## Instruction 1:
In the DynamoDB streams post, what attribute name holds the ID of the caller in the put example?

## Text:
= = = = = = =

5

I intend to use DynamoDB streams to implement a log trail that tracks changes to a number of tables (and writes this to log files on S3). Whenever a modification is made to a table, a lambda function will be invoked from the stream event. Now, I need to record the user that made the modification. For put and update, I can solve this by including an actual table attribute holding the ID of the caller. Now the record stored in the table will include this ID, which isn't really desirable as it's more meta-data about the operation than part of the record itself, but I can live with that.

So for example:

put({
  TableName: 'fruits',
  Item: {
    id: 7,
    name: 'Apple',
    flavor: 'Delicious',
    __modifiedBy: 'USER_42'
  })

This will result in a lambda function invocation, where I can write something like the following to my S3 log file:

table: 'fruits',
operation: 'put',
time: '2018-12-10T13:35:00Z',
user: 'USER_42',
data: {
    id: 7,
    name: 'Apple',
    flavor: 'Delicious',
}

However, for deletes, a problem arises - how can I log the calling user of the delete operation? Of course I can make two requests, one that updates the __modifiedBy, and another that deletes the item, and the stream would just fetch the __modifiedBy value from the OLD_IMAGE included in the stream event. However, this is really undesirable, having to spend 2 writes on a single delete of an item.

= = = = = = =

## Rows:
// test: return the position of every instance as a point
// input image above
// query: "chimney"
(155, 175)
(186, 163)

= = = = = = =

## Instruction 2:
Please move all the records above into your reply line for line, requests included, with -35 added to every coordinate in the answers.

## Output 1:
__modifiedBy

## Output 2:
// test: return the position of every instance as a point
// input image above
// query: "chimney"
(120, 140)
(151, 128)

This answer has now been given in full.